_SOURCE DOCUMENT:_
Proof. We prove the assertion by induction on $l=\ell (x)$ . If $l=0$ or $l=1$ , then the assertion is obvious. Assume that $l> 1$ . If $t = l$ , then $\beta _{t} = \beta _{l} = \alpha _{j_{l}}$ , and

$$ \begin{align*} s_{j_{l-1}} \cdots s_{j_{r+1}}\left(\alpha_{j_{r}}\right) = s_{j_{l}} \beta_{r} = s_{\beta_{t}} \beta_{r} = \beta_{r}-\beta_{t}. \end{align*} $$

Hence $\beta _{r} = \beta _{t} + s_{j_{l-1}} \cdots s_{j_{r+1}}\left (\alpha _{j_{r}}\right )$ ; note that $s_{j_{l-1}} \cdots s_{j_{r+1}}\left (\alpha _{j_{r}}\right ) \in \Delta ^{+}$ , since $s_{j_{l-1}} \cdots s_{j_{r+1}}s_{j_{r}}$ is reduced. Therefore, we obtain $\mathrm {ht}(\beta _{r})> \mathrm {ht}(\beta _{t})$ .

_SET TASK 1:_ In the proof, which values of l make the assertion obvious?

(Records of labeled points)
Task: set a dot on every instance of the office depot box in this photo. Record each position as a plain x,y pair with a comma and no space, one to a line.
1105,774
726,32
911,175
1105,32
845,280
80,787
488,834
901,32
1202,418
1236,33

_SET TASK 2:_ Copy every line of the records above, word for word.

_RESPONSE 1:_ The assertion is obvious when l = 0 or l = 1.

_RESPONSE 2:_
Task: set a dot on every instance of the office depot box in this photo. Record each position as a plain x,y pair with a comma and no space, one to a line.
1105,774
726,32
911,175
1105,32
845,280
80,787
488,834
901,32
1202,418
1236,33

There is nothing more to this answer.